● **TASK REQUIREMENTS**
1: Please copy the scanner passage below from "After consuming the" up to and including "scanner.c, add after advance()".
2: Pick up the scanner passage below after its final line and carry it forward.

● **EXERCISE TEXT**
= = = =

The only difference is that the “lexeme” points to the error message string instead of pointing into the user’s source code. Again, we need to ensure that the error message sticks around long enough for the compiler to read it. In practice, we only ever call this function with C string literals. Those are constant and eternal, so we’re fine.

What we have now is basically a working scanner for a language with an empty lexical grammar. Since the grammar has no productions, every character is an error. That’s not exactly a fun language to program in, so let’s fill in the rules.

16 . 3 A Lexical Grammar for Lox

The simplest tokens are only a single character. We recognize those like so:

  if (isAtEnd()) return makeToken(TOKEN_EOF);     
scanner.c
in scanToken()

char c = advance(); switch (c) { case '(': return makeToken(TOKEN_LEFT_PAREN); case ')': return makeToken(TOKEN_RIGHT_PAREN); case '{': return makeToken(TOKEN_LEFT_BRACE); case '}': return makeToken(TOKEN_RIGHT_BRACE); case ';': return makeToken(TOKEN_SEMICOLON); case ',': return makeToken(TOKEN_COMMA); case '.': return makeToken(TOKEN_DOT); case '-': return makeToken(TOKEN_MINUS); case '+': return makeToken(TOKEN_PLUS); case '/': return makeToken(TOKEN_SLASH); case '*': return makeToken(TOKEN_STAR); }

return errorToken("Unexpected character.");
scanner.c, in scanToken()

We read the next character from the source code, and then do a straightforward switch to see if it matches any of Lox’s one-character lexemes. To read the next character, we use this helper which consumes the current character and returns it:

scanner.c
add after isAtEnd()
static char advance() {      
  scanner.current++;         
  return scanner.current[-1];
}                            
scanner.c, add after isAtEnd()

Next up are the two-character punctuation tokens like != and >=. Each of these also has a corresponding single-character token. That means that when we see a character like !, we don’t know if we’re in a ! token or a != until we look at the next character too. We handle those like so:

    case '*': return makeToken(TOKEN_STAR);                          
scanner.c
in scanToken()
    case '!':                                                        
      return makeToken(match('=') ? TOKEN_BANG_EQUAL : TOKEN_BANG);  
    case '=':                                                        
      return makeToken(match('=') ? TOKEN_EQUAL_EQUAL : TOKEN_EQUAL);
    case '<':                                                        
      return makeToken(match('=') ? TOKEN_LESS_EQUAL : TOKEN_LESS);  
    case '>':                                                        
      return makeToken(match('=') ?                                  
                       TOKEN_GREATER_EQUAL : TOKEN_GREATER);         
  }                                                                  

scanner.c, in scanToken()

After consuming the first character, we look for an =. If found, we consume it and return the corresponding two-character token. Otherwise, we leave the current character alone (so it can be part of the next token) and return the appropriate one-character token.

That logic for conditionally consuming the second character lives here:

scanner.c
add after advance()
static bool match(char expected) {               
  if (isAtEnd()) return false;                   
  if (*scanner.current != expected) return false;

  scanner.current++;                             
  return true;                                   
}                                                
scanner.c, add after advance()

= = = =

● **DATASET EXTRACT**

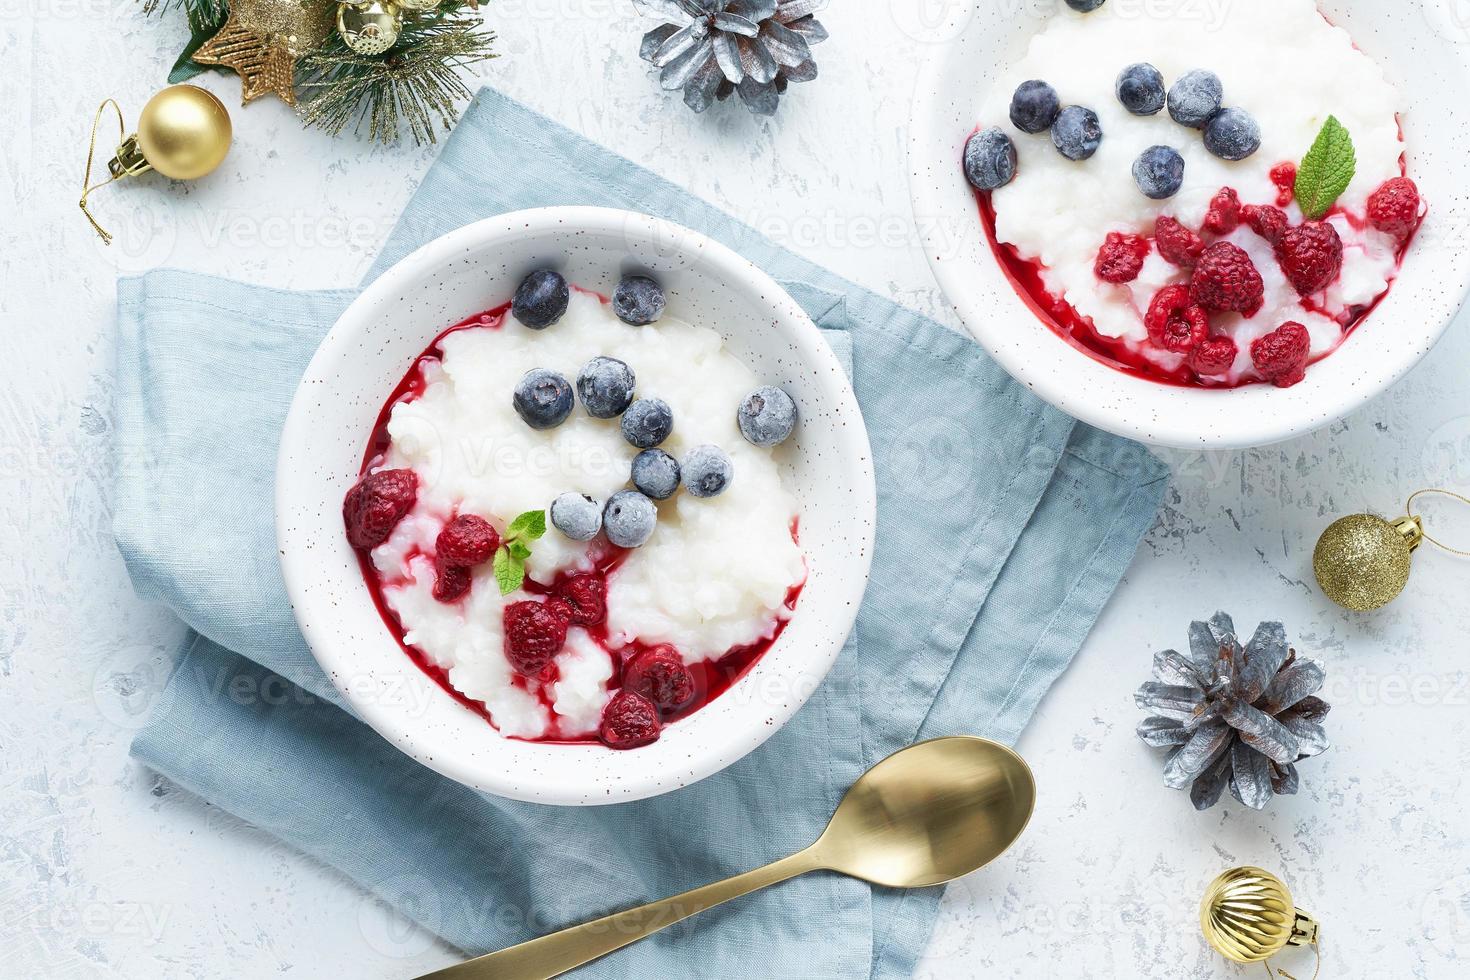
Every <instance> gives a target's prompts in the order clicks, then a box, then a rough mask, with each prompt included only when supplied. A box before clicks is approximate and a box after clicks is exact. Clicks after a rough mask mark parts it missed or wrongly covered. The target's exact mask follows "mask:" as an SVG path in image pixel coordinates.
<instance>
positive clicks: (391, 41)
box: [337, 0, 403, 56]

= = = =

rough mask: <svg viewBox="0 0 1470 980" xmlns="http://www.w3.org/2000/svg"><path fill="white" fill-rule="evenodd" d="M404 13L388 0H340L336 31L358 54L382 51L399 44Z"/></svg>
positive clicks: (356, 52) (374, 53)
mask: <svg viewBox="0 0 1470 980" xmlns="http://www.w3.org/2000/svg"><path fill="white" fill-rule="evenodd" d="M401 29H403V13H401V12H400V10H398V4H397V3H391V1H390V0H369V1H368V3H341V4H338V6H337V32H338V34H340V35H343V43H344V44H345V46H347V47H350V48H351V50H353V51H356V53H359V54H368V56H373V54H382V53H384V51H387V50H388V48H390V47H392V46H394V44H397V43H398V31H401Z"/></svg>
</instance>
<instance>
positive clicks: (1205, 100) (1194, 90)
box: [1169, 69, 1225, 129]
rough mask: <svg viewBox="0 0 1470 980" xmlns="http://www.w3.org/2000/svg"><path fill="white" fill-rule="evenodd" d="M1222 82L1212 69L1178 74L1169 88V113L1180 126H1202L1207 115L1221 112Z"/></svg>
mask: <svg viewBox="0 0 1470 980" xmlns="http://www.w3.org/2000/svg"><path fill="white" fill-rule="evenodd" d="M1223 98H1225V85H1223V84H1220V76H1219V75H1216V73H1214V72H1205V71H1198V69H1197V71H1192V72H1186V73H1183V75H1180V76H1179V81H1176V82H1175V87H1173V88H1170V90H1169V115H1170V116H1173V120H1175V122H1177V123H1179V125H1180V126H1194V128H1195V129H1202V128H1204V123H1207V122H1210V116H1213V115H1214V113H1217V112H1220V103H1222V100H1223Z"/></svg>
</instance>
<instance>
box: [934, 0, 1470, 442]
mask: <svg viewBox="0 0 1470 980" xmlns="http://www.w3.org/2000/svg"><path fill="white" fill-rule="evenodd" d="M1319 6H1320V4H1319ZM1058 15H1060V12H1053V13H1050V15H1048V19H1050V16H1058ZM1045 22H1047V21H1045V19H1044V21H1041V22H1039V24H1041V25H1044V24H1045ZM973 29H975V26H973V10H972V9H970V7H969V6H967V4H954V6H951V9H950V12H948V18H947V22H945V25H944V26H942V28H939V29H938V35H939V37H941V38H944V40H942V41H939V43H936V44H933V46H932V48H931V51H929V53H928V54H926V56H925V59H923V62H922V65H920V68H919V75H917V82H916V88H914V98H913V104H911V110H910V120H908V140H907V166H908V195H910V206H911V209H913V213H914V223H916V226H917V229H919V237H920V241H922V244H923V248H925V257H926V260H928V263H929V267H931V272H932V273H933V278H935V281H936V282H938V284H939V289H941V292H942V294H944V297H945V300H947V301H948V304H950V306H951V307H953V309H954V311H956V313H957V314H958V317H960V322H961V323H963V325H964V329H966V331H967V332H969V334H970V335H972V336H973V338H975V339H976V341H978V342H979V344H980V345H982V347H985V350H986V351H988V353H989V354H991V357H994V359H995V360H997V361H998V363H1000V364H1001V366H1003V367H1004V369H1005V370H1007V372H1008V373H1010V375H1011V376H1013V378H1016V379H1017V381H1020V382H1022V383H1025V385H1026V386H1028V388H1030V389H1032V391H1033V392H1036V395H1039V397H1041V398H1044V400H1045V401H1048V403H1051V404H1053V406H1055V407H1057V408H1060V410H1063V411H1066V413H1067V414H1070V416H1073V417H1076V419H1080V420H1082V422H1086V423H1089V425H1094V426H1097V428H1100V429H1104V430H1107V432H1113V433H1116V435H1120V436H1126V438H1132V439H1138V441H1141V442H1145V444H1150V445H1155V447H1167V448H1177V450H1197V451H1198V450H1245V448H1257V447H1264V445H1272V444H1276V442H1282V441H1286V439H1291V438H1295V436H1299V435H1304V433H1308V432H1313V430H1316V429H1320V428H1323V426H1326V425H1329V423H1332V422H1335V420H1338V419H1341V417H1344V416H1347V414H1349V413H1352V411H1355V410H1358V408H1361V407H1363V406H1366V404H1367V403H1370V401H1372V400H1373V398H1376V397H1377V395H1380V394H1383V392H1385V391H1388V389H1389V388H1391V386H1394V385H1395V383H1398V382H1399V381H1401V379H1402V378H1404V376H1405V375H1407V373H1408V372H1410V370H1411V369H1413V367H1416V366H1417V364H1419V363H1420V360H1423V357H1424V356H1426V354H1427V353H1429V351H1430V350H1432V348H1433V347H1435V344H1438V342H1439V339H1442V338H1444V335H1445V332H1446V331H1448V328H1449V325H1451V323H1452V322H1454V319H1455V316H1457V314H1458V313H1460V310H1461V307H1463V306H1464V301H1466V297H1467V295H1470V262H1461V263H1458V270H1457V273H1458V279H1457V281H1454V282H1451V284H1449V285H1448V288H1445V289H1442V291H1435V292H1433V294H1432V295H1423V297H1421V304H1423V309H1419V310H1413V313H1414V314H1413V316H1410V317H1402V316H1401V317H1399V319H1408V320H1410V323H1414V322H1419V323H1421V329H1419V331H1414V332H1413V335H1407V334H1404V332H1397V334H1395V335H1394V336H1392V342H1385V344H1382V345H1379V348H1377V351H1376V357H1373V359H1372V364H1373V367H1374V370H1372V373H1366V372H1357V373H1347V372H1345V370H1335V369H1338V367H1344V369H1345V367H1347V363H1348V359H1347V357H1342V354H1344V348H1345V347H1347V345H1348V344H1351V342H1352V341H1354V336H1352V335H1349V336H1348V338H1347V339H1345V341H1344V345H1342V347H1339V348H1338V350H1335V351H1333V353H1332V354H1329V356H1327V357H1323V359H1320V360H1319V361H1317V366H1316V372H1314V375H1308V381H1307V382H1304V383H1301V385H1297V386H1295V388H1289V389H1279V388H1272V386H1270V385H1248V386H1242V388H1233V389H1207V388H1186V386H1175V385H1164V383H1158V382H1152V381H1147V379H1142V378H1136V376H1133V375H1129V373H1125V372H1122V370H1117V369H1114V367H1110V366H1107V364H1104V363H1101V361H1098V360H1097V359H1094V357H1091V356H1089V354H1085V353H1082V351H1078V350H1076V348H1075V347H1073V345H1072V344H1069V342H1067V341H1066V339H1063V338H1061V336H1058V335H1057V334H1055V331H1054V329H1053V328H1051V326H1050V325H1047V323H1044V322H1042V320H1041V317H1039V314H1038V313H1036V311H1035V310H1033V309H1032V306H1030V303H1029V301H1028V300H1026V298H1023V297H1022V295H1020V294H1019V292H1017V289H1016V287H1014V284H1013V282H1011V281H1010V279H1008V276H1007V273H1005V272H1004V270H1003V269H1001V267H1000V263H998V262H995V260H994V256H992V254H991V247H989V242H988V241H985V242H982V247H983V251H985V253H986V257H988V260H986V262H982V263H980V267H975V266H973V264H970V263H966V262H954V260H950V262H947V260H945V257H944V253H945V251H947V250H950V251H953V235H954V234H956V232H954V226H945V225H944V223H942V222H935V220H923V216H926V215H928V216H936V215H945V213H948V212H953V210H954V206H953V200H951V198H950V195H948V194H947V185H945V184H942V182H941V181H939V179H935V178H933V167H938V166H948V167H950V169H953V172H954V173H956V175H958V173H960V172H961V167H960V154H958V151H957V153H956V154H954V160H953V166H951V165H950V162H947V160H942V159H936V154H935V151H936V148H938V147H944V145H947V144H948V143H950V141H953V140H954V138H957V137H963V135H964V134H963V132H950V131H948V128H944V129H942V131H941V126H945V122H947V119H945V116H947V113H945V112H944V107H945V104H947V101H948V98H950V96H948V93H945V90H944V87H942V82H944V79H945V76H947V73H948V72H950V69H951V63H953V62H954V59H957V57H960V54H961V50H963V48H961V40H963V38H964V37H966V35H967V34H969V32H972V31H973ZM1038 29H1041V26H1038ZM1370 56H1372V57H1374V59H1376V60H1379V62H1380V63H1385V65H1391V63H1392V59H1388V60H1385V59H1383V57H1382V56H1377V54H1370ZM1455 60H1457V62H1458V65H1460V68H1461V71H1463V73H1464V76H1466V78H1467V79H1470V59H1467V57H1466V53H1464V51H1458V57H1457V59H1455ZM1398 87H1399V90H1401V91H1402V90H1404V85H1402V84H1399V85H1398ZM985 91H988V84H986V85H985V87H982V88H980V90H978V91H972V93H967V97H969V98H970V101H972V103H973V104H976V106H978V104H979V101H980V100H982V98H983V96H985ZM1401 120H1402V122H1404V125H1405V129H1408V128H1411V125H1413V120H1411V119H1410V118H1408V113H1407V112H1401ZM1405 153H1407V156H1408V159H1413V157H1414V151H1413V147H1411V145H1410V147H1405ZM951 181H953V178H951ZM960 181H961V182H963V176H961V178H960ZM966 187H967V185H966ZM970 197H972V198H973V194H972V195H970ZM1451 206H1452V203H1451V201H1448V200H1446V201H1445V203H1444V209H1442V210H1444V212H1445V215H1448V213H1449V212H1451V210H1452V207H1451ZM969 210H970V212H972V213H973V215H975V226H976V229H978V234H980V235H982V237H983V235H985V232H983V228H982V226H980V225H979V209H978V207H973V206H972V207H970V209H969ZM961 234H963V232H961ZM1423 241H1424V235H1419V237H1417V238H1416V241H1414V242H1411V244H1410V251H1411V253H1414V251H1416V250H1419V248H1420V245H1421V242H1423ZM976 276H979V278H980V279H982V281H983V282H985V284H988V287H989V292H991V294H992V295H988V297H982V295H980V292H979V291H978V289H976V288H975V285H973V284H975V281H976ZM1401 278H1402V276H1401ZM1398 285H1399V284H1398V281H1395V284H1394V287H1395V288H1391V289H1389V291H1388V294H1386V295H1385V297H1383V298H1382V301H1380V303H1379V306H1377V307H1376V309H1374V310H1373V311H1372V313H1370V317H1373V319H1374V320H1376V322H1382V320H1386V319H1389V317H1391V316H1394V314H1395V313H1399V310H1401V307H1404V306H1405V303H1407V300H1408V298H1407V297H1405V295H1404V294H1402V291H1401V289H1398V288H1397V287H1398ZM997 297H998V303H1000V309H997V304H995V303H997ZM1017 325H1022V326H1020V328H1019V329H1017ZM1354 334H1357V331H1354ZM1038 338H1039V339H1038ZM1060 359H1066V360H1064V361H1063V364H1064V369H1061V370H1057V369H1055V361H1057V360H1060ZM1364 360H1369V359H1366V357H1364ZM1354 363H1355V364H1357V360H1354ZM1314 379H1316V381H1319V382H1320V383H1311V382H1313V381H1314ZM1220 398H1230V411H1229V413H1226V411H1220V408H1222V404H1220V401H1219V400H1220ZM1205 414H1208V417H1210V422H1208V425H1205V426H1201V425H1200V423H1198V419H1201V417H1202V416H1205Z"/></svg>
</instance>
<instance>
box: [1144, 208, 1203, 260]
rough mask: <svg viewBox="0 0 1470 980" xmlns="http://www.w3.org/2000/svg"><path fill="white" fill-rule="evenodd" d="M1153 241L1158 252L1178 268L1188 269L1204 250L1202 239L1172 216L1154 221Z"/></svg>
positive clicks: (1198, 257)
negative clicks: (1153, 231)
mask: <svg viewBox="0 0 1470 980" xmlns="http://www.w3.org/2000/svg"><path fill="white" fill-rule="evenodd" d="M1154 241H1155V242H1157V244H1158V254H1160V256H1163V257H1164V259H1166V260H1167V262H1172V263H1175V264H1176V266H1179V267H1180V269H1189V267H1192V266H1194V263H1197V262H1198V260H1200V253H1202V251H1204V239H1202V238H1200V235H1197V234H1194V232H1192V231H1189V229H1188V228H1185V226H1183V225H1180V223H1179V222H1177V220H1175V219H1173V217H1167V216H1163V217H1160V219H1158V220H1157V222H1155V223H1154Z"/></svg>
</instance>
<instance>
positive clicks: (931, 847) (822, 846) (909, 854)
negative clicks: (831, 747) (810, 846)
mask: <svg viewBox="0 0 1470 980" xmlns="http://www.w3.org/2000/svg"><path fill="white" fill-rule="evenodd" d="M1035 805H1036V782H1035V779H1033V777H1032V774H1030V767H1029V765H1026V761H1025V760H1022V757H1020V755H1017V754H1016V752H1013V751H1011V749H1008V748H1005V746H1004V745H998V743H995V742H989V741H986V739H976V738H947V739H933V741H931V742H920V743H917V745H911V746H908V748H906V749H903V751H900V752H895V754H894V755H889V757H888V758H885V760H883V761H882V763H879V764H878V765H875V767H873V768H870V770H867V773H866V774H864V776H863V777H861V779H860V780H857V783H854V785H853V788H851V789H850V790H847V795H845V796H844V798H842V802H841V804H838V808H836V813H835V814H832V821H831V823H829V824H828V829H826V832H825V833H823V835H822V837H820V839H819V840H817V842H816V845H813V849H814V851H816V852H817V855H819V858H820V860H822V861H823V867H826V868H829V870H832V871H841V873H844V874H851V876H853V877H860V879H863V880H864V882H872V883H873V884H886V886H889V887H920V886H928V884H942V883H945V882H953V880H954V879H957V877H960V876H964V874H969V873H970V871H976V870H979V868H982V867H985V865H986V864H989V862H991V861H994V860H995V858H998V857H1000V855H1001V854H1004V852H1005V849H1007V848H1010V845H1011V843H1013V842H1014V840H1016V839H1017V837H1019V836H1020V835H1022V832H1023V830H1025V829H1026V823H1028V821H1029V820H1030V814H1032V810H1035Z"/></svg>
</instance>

= = = =

● **ANSWERS FOR THE TASKS**
1:
After consuming the first character, we look for an =. If found, we consume it and return the corresponding two-character token. Otherwise, we leave the current character alone (so it can be part of the next token) and return the appropriate one-character token.

That logic for conditionally consuming the second character lives here:

scanner.c
add after advance()
static bool match(char expected) {               
  if (isAtEnd()) return false;                   
  if (*scanner.current != expected) return false;

  scanner.current++;                             
  return true;                                   
}                                                
scanner.c, add after advance()

2:
If the current character is the desired one, we advance and return true. Otherwise, we return false to indicate it wasn’t matched.

Now, we can handle all of the punctuation-like tokens. Before we get to the longer ones, let’s take a little side trip to handle characters that aren’t part of a token at all.

16 . 3 . 1 Whitespace

Our scanner needs to handle spaces, tabs, and newlines, but those characters don’t become part of any token’s lexeme. We could check for those inside the main character switch in scanToken() but it gets a little tricky to ensure that the function still correctly finds the next token after the whitespace when you call it. We’d have to wrap the whole body of the function in a loop or something.

Instead, before starting the token, we shunt off to a separate function:

Token scanToken() {               
scanner.c
in scanToken()
  skipWhitespace();               

  scanner.start = scanner.current;

scanner.c, in scanToken()

This advances the scanner past any leading whitespace. After this call returns, we know the very next character is a meaningful one (or we’re at the end of the source code).

scanner.c
add after errorToken()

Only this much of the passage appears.